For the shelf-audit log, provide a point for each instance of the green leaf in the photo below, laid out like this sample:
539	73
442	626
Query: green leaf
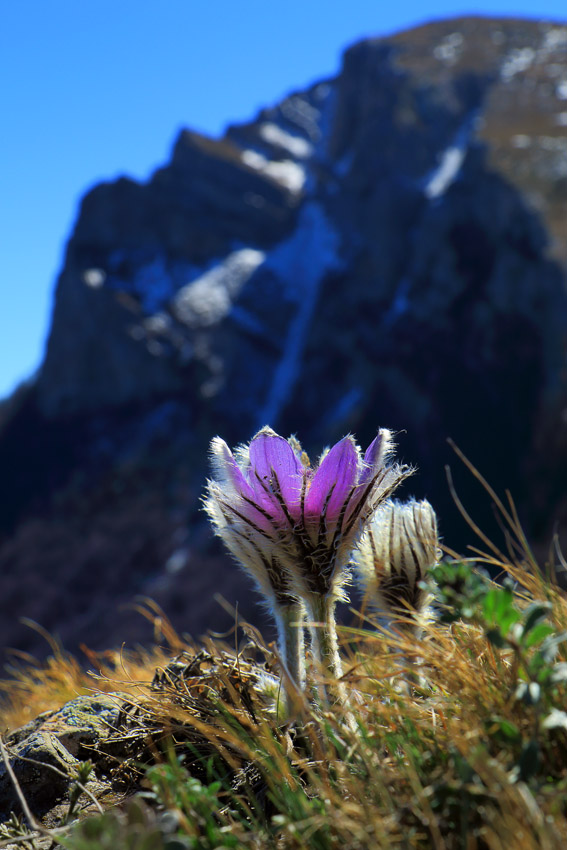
528	763
528	692
536	635
504	728
496	639
534	614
- - - - -
• **What to work on**: Reproduce the records above with "yellow leaf" substituted for every occurrence of "green leaf" and all other text left unchanged. Omit the pictures.

• **Result of this exercise**:
For the shelf-audit log, provide a point for each instance of the yellow leaf in the photo below, laid out like this sample:
539	73
442	626
Query: yellow leaf
528	763
528	692
536	635
504	728
496	639
534	614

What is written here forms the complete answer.